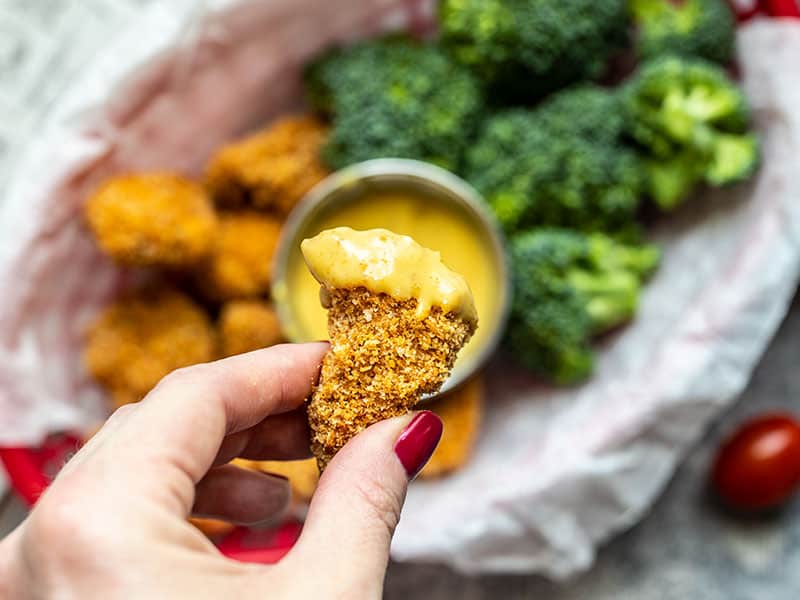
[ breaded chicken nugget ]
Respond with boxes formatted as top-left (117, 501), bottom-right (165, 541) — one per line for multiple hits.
top-left (83, 289), bottom-right (216, 406)
top-left (86, 173), bottom-right (217, 267)
top-left (233, 458), bottom-right (319, 503)
top-left (206, 116), bottom-right (328, 215)
top-left (189, 517), bottom-right (235, 540)
top-left (219, 300), bottom-right (283, 356)
top-left (302, 227), bottom-right (477, 471)
top-left (419, 376), bottom-right (484, 479)
top-left (198, 211), bottom-right (281, 300)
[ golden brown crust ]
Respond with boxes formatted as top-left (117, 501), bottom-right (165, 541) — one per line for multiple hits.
top-left (83, 289), bottom-right (216, 406)
top-left (419, 376), bottom-right (484, 479)
top-left (86, 173), bottom-right (217, 267)
top-left (198, 211), bottom-right (281, 300)
top-left (206, 115), bottom-right (328, 215)
top-left (219, 300), bottom-right (283, 356)
top-left (308, 288), bottom-right (474, 471)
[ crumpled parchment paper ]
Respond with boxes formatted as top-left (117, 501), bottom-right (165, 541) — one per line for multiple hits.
top-left (0, 0), bottom-right (800, 578)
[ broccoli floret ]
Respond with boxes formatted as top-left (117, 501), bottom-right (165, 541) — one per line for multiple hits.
top-left (506, 229), bottom-right (659, 384)
top-left (630, 0), bottom-right (736, 64)
top-left (623, 56), bottom-right (759, 210)
top-left (536, 84), bottom-right (625, 143)
top-left (306, 37), bottom-right (483, 170)
top-left (439, 0), bottom-right (628, 100)
top-left (464, 88), bottom-right (644, 234)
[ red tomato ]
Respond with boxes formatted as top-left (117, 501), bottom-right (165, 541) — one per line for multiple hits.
top-left (712, 414), bottom-right (800, 510)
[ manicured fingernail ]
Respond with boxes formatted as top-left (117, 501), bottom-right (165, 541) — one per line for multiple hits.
top-left (394, 410), bottom-right (442, 479)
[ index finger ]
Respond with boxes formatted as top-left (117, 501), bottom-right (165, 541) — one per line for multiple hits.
top-left (63, 343), bottom-right (328, 513)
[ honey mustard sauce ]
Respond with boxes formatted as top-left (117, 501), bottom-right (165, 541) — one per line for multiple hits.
top-left (301, 227), bottom-right (478, 324)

□ □ □ □ □

*Your task*
Write out the material above word for word, omitting the pictures.

*Answer in full*
[ breaded chicken nugget ]
Respond with boxes formatted as top-left (117, 501), bottom-right (165, 541) — one per line for multiple hits.
top-left (83, 289), bottom-right (216, 406)
top-left (86, 173), bottom-right (217, 267)
top-left (233, 458), bottom-right (319, 503)
top-left (206, 116), bottom-right (328, 215)
top-left (189, 517), bottom-right (235, 540)
top-left (219, 300), bottom-right (283, 356)
top-left (302, 227), bottom-right (477, 471)
top-left (419, 376), bottom-right (484, 479)
top-left (198, 211), bottom-right (281, 300)
[ golden brown crust ]
Respond with boxes formatted as top-left (117, 501), bottom-right (165, 541) — one per line for multiple hits.
top-left (83, 289), bottom-right (216, 406)
top-left (419, 376), bottom-right (484, 479)
top-left (86, 173), bottom-right (217, 267)
top-left (198, 211), bottom-right (281, 300)
top-left (206, 115), bottom-right (328, 215)
top-left (219, 300), bottom-right (283, 356)
top-left (308, 288), bottom-right (474, 471)
[ crumpled parchment paper ]
Respond with boxes formatted as top-left (117, 501), bottom-right (165, 541) — one per line for multiple hits.
top-left (0, 0), bottom-right (800, 578)
[ broccoli floret ]
Respond with boxes formatted as top-left (117, 501), bottom-right (165, 541) — one per line for multiple hits.
top-left (506, 229), bottom-right (659, 384)
top-left (630, 0), bottom-right (736, 64)
top-left (623, 56), bottom-right (759, 210)
top-left (536, 84), bottom-right (625, 143)
top-left (306, 37), bottom-right (483, 170)
top-left (439, 0), bottom-right (628, 100)
top-left (464, 88), bottom-right (644, 234)
[ red tomato ]
Respond with boxes formatted as top-left (117, 501), bottom-right (165, 541) — one per line for multiple hits.
top-left (712, 414), bottom-right (800, 510)
[ manicured fingernail ]
Respond with boxes formatted as top-left (117, 501), bottom-right (165, 541) — one per line for multiple hits.
top-left (394, 410), bottom-right (442, 479)
[ index finger ]
Respond with boxes formatted as top-left (117, 501), bottom-right (165, 541) — one per line for multiple hits.
top-left (63, 343), bottom-right (328, 513)
[ honey mustard sauce ]
Respond with boxes formatted as top-left (117, 501), bottom-right (165, 541) — one per line for multiple hits.
top-left (301, 227), bottom-right (478, 324)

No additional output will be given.